Number each line of the entries below in order, leaving out any blank lines.
▼
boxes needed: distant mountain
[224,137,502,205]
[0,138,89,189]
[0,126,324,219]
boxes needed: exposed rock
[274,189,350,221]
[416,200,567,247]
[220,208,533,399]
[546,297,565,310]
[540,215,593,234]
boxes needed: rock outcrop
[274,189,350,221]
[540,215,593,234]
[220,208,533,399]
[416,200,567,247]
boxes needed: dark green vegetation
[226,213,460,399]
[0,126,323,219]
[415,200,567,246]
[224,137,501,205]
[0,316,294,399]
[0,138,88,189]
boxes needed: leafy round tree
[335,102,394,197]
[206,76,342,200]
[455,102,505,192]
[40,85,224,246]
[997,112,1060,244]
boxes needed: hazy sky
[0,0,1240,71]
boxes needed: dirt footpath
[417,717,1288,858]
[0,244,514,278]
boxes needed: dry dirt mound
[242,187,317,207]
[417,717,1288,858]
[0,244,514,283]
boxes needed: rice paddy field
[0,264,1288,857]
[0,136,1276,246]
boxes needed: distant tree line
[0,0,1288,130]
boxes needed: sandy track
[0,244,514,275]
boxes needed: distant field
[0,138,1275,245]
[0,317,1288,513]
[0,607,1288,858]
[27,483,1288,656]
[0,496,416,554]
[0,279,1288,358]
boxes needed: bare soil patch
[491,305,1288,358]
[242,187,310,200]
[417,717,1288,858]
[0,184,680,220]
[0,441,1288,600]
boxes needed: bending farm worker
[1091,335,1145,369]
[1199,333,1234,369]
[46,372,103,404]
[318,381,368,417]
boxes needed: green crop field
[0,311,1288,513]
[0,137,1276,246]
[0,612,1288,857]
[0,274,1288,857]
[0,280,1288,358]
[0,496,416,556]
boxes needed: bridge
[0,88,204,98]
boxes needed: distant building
▲
**Response to this task**
1. boxes needed: distant mountain
2. [224,137,502,205]
3. [0,138,89,189]
4. [0,126,324,219]
5. boxes needed: exposed rock
6. [274,189,350,221]
7. [416,200,567,247]
8. [220,208,533,399]
9. [546,297,565,310]
10. [540,215,593,234]
11. boxes needed: rock outcrop
12. [274,189,350,221]
13. [540,215,593,234]
14. [220,208,533,399]
15. [416,200,567,247]
16. boxes needed: dark green vegetation
17. [226,213,460,399]
18. [0,126,323,219]
19. [415,200,567,246]
20. [224,137,501,205]
21. [0,316,294,399]
22. [0,138,88,189]
23. boxes needed: leafy round tree
24. [335,102,394,197]
25. [206,76,342,200]
26. [455,102,505,192]
27. [40,85,224,246]
28. [997,112,1060,244]
29. boxes needed: hazy sky
30. [0,0,1240,71]
31. boxes needed: dirt footpath
32. [417,717,1288,858]
33. [0,244,514,278]
34. boxes needed: dry dirt mound
35. [242,187,317,207]
36. [417,717,1288,858]
37. [0,244,514,283]
38. boxes needed: rice paddy field
39. [0,264,1288,857]
40. [0,136,1276,246]
41. boxes needed: distant tree line
42. [0,0,1288,130]
43. boxes needed: sandy track
44. [0,244,514,275]
45. boxes needed: distant field
46. [0,138,1275,245]
47. [0,317,1288,513]
48. [0,607,1288,858]
49. [27,483,1288,656]
50. [0,496,416,554]
51. [0,279,1288,358]
52. boxes needed: bare soil patch
53. [491,305,1288,358]
54. [242,187,310,200]
55. [417,717,1288,858]
56. [0,184,680,220]
57. [0,441,1288,600]
58. boxes needed: bending farm worker
59. [1091,335,1145,369]
60. [1199,333,1234,369]
61. [46,372,103,404]
62. [318,381,368,417]
63. boxes needed: green crop field
64. [0,311,1288,513]
65. [0,137,1276,246]
66. [0,612,1288,857]
67. [0,274,1288,857]
68. [0,280,1288,358]
69. [0,496,416,556]
70. boxes needed: bridge
71. [0,88,204,98]
72. boxes needed: distant building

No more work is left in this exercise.